> [WHAT THIS TASK INVOLVES]:
Can you rewrite every line of the listing below as a JSON list of strings, one string per line, with blank lines dropped and the pictures left out?

☆ ☆ ☆ ☆

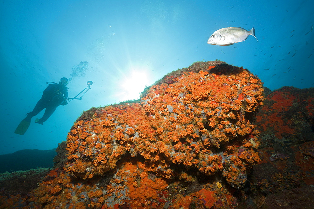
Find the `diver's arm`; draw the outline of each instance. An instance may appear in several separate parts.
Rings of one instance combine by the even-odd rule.
[[[64,96],[64,102],[63,102],[63,103],[62,103],[62,105],[64,106],[68,104],[68,102],[67,101],[67,100],[68,99],[68,97],[69,96],[69,93],[68,92],[68,90],[65,90],[64,91],[64,93],[63,94],[63,96]]]

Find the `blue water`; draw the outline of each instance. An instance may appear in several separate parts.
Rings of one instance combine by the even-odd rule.
[[[196,61],[243,66],[272,90],[314,87],[314,1],[263,2],[2,1],[0,154],[56,148],[84,110],[138,98],[145,85]],[[229,27],[254,27],[259,42],[250,36],[229,46],[207,44]],[[46,82],[70,77],[84,61],[88,69],[68,85],[73,97],[92,81],[82,99],[58,107],[43,125],[34,117],[24,135],[14,134]]]

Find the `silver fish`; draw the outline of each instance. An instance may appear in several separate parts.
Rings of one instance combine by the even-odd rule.
[[[219,46],[229,46],[239,42],[244,41],[251,35],[255,36],[255,30],[246,30],[242,28],[224,28],[215,31],[207,41],[207,44]]]

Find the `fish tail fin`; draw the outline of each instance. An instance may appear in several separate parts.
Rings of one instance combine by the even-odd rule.
[[[258,42],[258,40],[257,39],[257,38],[255,36],[255,29],[254,29],[254,28],[252,28],[251,30],[250,31],[250,34],[254,36],[254,38],[256,39],[256,40],[257,41],[257,42]]]

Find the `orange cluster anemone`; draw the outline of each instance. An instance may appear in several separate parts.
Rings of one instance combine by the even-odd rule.
[[[129,155],[142,157],[149,171],[166,179],[177,175],[178,166],[208,175],[233,175],[260,160],[252,147],[258,143],[250,120],[263,93],[256,76],[227,64],[166,76],[140,103],[106,107],[90,120],[78,121],[69,133],[65,170],[92,178]],[[235,165],[231,157],[243,163]],[[227,179],[237,187],[244,180]]]

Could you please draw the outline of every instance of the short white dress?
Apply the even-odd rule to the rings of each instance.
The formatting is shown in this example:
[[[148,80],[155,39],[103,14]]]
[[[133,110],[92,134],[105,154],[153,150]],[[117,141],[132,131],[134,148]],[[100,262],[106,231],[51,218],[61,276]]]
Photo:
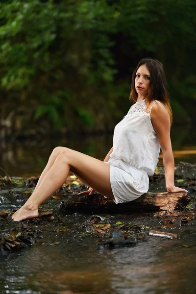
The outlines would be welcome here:
[[[136,102],[115,127],[110,183],[116,204],[132,201],[147,192],[148,175],[157,164],[160,145],[150,119],[154,100],[146,110],[145,100]]]

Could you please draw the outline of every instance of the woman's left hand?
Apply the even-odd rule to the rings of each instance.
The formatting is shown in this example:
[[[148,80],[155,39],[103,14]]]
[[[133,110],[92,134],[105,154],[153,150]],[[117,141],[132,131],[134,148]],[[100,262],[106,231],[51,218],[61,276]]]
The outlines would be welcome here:
[[[174,186],[172,188],[167,188],[168,192],[171,193],[175,193],[176,192],[185,192],[188,193],[188,191],[185,189],[182,189]]]

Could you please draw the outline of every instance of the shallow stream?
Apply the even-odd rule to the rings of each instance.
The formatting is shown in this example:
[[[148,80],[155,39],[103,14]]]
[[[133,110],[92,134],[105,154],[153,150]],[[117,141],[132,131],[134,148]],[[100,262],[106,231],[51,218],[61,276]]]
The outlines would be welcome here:
[[[110,141],[106,142],[109,149]],[[100,140],[99,143],[101,146]],[[50,146],[53,145],[53,142]],[[38,147],[34,146],[32,150],[35,149]],[[95,154],[93,149],[90,152],[92,156]],[[100,157],[103,157],[103,146],[100,150]],[[14,152],[20,155],[18,150]],[[32,152],[30,155],[30,148],[23,146],[21,152],[21,157],[12,164],[12,167],[16,164],[16,168],[12,169],[11,165],[7,165],[7,172],[11,175],[27,176],[40,172],[46,156],[40,156],[38,167],[33,159],[35,153]],[[43,154],[43,151],[40,153]],[[180,160],[187,161],[187,158]],[[11,162],[11,156],[10,160]],[[3,162],[8,162],[5,159]],[[31,166],[29,162],[32,163]],[[21,169],[17,166],[19,163],[21,163]],[[54,220],[28,224],[37,236],[36,242],[19,253],[10,254],[8,259],[0,258],[0,294],[195,294],[196,192],[194,190],[196,187],[194,185],[191,194],[192,209],[189,205],[189,210],[186,209],[183,213],[189,214],[190,220],[184,224],[178,217],[158,218],[155,213],[99,215],[103,218],[104,223],[110,224],[113,230],[120,229],[116,227],[119,221],[144,227],[141,232],[143,238],[138,244],[113,249],[97,249],[108,239],[110,232],[109,230],[107,233],[99,234],[91,230],[93,214],[66,214],[59,210],[62,198],[50,197],[42,207],[53,210]],[[20,196],[20,189],[0,191],[0,196],[7,199],[0,203],[0,211],[14,210],[24,203],[25,197]],[[30,195],[31,190],[28,189],[26,198]],[[164,183],[152,183],[150,191],[165,191]],[[14,197],[16,194],[19,196]],[[63,199],[66,201],[66,197]],[[61,220],[58,222],[59,215]],[[15,230],[15,225],[1,220],[0,229],[1,235],[9,234]],[[150,229],[178,234],[180,239],[150,236]]]

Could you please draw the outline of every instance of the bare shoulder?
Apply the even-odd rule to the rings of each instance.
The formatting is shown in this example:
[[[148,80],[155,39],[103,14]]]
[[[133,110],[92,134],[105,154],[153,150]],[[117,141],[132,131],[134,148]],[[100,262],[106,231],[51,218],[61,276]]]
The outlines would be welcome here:
[[[170,118],[168,111],[161,102],[155,103],[150,114],[151,122],[160,140],[161,136],[168,135],[170,131]]]
[[[154,104],[151,110],[151,119],[157,119],[159,118],[161,120],[170,121],[170,115],[164,104],[161,101],[156,101],[157,102]]]

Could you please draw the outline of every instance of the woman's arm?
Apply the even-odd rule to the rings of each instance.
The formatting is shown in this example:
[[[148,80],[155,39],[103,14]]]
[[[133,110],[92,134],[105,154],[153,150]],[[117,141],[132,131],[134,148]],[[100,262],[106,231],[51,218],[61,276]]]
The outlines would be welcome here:
[[[107,161],[108,161],[109,159],[110,158],[110,155],[111,154],[111,153],[112,153],[113,150],[113,147],[112,147],[112,148],[110,149],[110,151],[107,153],[107,155],[105,156],[105,159],[103,160],[103,162],[107,162]]]
[[[151,112],[151,121],[157,132],[163,153],[166,186],[168,192],[187,192],[187,190],[174,186],[174,161],[170,138],[170,116],[165,107],[156,103]]]

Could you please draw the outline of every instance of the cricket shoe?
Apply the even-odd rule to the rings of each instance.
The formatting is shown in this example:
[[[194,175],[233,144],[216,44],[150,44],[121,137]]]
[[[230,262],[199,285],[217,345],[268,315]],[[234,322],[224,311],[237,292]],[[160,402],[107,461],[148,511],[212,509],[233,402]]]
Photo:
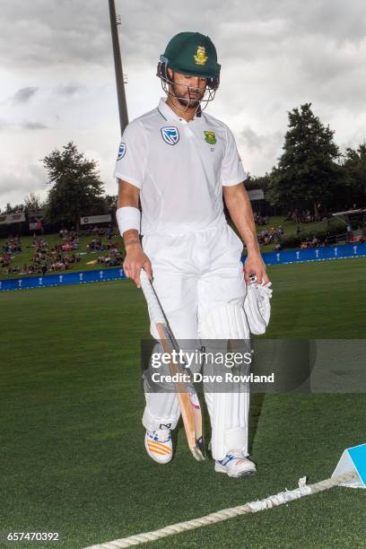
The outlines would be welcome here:
[[[229,476],[249,476],[257,473],[256,465],[237,450],[231,450],[222,460],[216,459],[214,470]]]
[[[145,449],[150,458],[157,463],[169,463],[173,457],[170,430],[146,431]]]

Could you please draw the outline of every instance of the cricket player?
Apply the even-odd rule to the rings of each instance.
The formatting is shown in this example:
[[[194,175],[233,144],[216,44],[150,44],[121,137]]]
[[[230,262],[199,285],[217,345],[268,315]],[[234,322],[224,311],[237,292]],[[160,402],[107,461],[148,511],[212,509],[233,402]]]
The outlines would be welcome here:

☆ ☆ ☆ ☆

> [CORRECT RESPONSE]:
[
  "Find the `diver's arm`; draw the outline of each instance. An instance may appear in several separate parts.",
  "Rings of one instance combine by the even-odd rule.",
  "[[[64,96],[64,102],[63,102],[63,103],[62,103],[62,105],[64,106],[68,104],[68,102],[67,101],[67,100],[68,99],[68,97],[69,96],[69,93],[68,92],[68,90],[65,90],[64,91],[64,93],[63,94],[63,96]]]",
  "Find the `blue water`; draw the outline of each instance. An instance may appear in several separate parts.",
  "Rings of one instance combine by the even-odd rule.",
  "[[[196,61],[243,66],[272,90],[314,87],[314,1],[263,2],[2,1],[0,154],[56,148],[84,110],[138,98],[145,85]],[[229,27],[254,27],[259,42],[250,36],[229,46],[207,44]],[[46,82],[70,77],[84,61],[88,69],[68,85],[73,97],[92,81],[82,99],[58,107],[43,125],[34,117],[24,135],[14,134]]]",
  "Find the `silver fish`; draw the outline of each instance. An instance may appear in several separate parts.",
  "Rings of one instance combine by the even-odd rule.",
  "[[[219,46],[229,46],[239,42],[244,41],[251,35],[255,36],[255,30],[246,30],[242,28],[224,28],[215,31],[207,41],[207,44]]]",
  "Find the `fish tail fin`; draw the outline of each instance. An instance may appear in several separate parts.",
  "Rings of one instance combine by the even-odd rule.",
  "[[[258,42],[258,40],[257,39],[257,38],[255,36],[255,29],[254,29],[254,28],[252,28],[251,30],[250,31],[250,34],[254,36],[254,38],[256,39],[256,40],[257,41],[257,42]]]",
  "Find the `orange cluster anemone`; draw the outline of each instance. An instance may appear in several separate parts.",
  "Rings of one instance combine by the even-odd rule.",
  "[[[129,155],[142,157],[149,171],[166,179],[177,175],[178,166],[208,175],[233,175],[260,160],[252,147],[258,143],[250,120],[263,93],[256,76],[227,64],[166,76],[140,103],[106,107],[90,120],[78,121],[69,133],[65,170],[92,178]],[[235,165],[231,157],[243,163]],[[227,179],[237,187],[244,180]]]",
  "Could you please draw the outline of every instance of the short white dress?",
  "Apply the even-odd rule to the rings of each instance.",
  "The formatting is shown in this example:",
  "[[[148,80],[155,39],[103,14]]]",
  "[[[133,110],[92,134],[105,154],[153,150]],[[117,141],[132,131],[134,148]],[[100,262],[106,231],[51,218],[61,276]]]",
  "Photo:",
  "The outlines would be welcome here:",
  "[[[136,102],[115,127],[110,183],[116,204],[132,201],[147,192],[148,175],[157,164],[160,145],[150,119],[154,100],[146,110],[145,100]]]",
  "Could you please draw the outline of every instance of the woman's left hand?",
  "Apply the even-odd rule to the rings of each instance.",
  "The formatting is shown in this example:",
  "[[[148,80],[155,39],[103,14]]]",
  "[[[133,110],[92,134],[105,154],[153,150]],[[117,141],[132,131],[134,148]],[[100,262],[106,231],[51,218],[61,276]]]",
  "The outlines would be welcome here:",
  "[[[174,186],[172,188],[167,188],[168,192],[171,193],[175,193],[176,192],[185,192],[188,193],[188,191],[185,189],[182,189]]]",
  "Could you please draw the outline of every instance of the shallow stream?",
  "Apply the even-odd rule to the rings of each instance.",
  "The formatting is shown in this example:",
  "[[[148,80],[155,39],[103,14]]]",
  "[[[133,110],[92,134],[105,154],[153,150]],[[117,141],[132,131],[134,148]],[[100,262],[106,231],[51,218],[61,276]]]",
  "The outlines would be welcome here:",
  "[[[110,141],[106,142],[109,149]],[[100,140],[99,143],[101,146]],[[50,146],[53,145],[53,142]],[[38,147],[34,146],[32,150],[35,149]],[[95,154],[93,149],[90,152],[92,156]],[[100,157],[103,157],[103,146],[100,150]],[[14,152],[20,155],[18,150]],[[32,152],[30,155],[30,148],[23,146],[21,152],[21,157],[12,164],[12,167],[16,164],[16,168],[12,169],[11,165],[7,165],[7,172],[11,175],[27,176],[40,172],[46,156],[40,156],[38,167],[33,159],[35,153]],[[43,154],[43,151],[40,153]],[[180,160],[187,161],[187,158]],[[11,162],[11,156],[10,160]],[[3,162],[8,162],[5,159]],[[31,166],[29,162],[32,163]],[[21,169],[17,166],[19,163],[21,163]],[[54,220],[28,224],[37,236],[36,242],[19,253],[10,254],[8,259],[0,258],[0,294],[195,294],[196,192],[194,190],[196,187],[194,185],[191,194],[192,209],[189,205],[189,210],[186,209],[183,213],[189,214],[190,220],[184,224],[178,217],[158,218],[155,213],[99,215],[103,218],[104,223],[110,224],[113,230],[120,229],[116,227],[119,221],[144,227],[141,232],[143,238],[138,244],[113,249],[97,249],[108,239],[110,232],[109,230],[107,233],[99,234],[91,230],[93,214],[66,214],[59,210],[62,198],[50,197],[42,207],[53,210]],[[20,196],[20,189],[0,191],[0,196],[7,199],[0,203],[0,211],[14,210],[24,203],[25,197]],[[30,195],[31,190],[28,189],[26,198]],[[164,183],[152,183],[150,191],[165,191]],[[14,197],[16,194],[19,196]],[[63,199],[66,201],[66,197]],[[61,220],[58,222],[59,215]],[[15,230],[15,225],[1,220],[0,229],[1,235],[9,234]],[[150,229],[178,234],[180,239],[150,236]]]",
  "Could you please draw the outline of every instance of the bare shoulder?",
  "Apply the even-odd rule to the rings of each instance.",
  "The formatting is shown in this example:",
  "[[[148,80],[155,39],[103,14]]]",
  "[[[133,110],[92,134],[105,154],[153,150]],[[117,141],[132,131],[134,148]],[[100,262],[106,231],[51,218],[61,276]]]",
  "The outlines would be welcome here:",
  "[[[170,118],[168,111],[161,102],[155,103],[150,114],[151,122],[160,140],[161,136],[168,135],[170,131]]]",
  "[[[154,104],[151,110],[151,119],[157,119],[159,118],[161,120],[170,121],[170,115],[164,104],[161,101],[156,101],[157,102]]]",
  "Could you please draw the outline of every instance of the woman's arm?",
  "Apply the even-odd rule to the rings of each instance.",
  "The formatting is shown in this example:",
  "[[[148,80],[155,39],[103,14]]]",
  "[[[133,110],[92,134],[105,154],[153,150]],[[117,141],[132,131],[134,148]],[[100,262],[106,231],[51,218],[61,276]]]",
  "The outlines would be welcome here:",
  "[[[107,161],[108,161],[109,159],[110,158],[110,155],[111,154],[111,153],[112,153],[113,150],[113,147],[112,147],[112,148],[110,149],[110,151],[107,153],[107,155],[105,156],[105,159],[103,160],[103,162],[107,162]]]",
  "[[[151,112],[151,121],[157,132],[163,153],[166,186],[168,192],[187,192],[187,190],[174,186],[174,161],[170,138],[170,116],[165,107],[156,103]]]",
  "Could you please draw the outline of every instance of the cricket shoe?",
  "Apply the even-odd rule to the rings of each instance.",
  "The formatting is shown in this example:",
  "[[[194,175],[233,144],[216,44],[150,44],[121,137]]]",
  "[[[230,262],[199,285],[217,345],[268,315]],[[234,322],[224,311],[237,292]],[[160,402],[107,461],[148,511],[212,509],[233,402]]]",
  "Photo:",
  "The outlines would be welcome here:",
  "[[[229,476],[249,476],[257,473],[256,465],[237,450],[231,450],[222,460],[216,459],[214,470]]]",
  "[[[145,449],[150,458],[157,463],[169,463],[173,457],[170,430],[146,431]]]",
  "Could you please draw the outline of every instance of the cricket player?",
  "Apply the even-odd rule to the rings of each instance.",
  "The formatting is shown in this example:",
  "[[[194,175],[233,144],[216,44],[150,44],[121,137]]]",
  "[[[230,262],[199,285],[217,345],[268,315]],[[234,322],[224,311],[237,292]],[[160,402],[107,461],[148,511],[212,509],[233,402]]]",
  "The outlines would be welcome here:"
]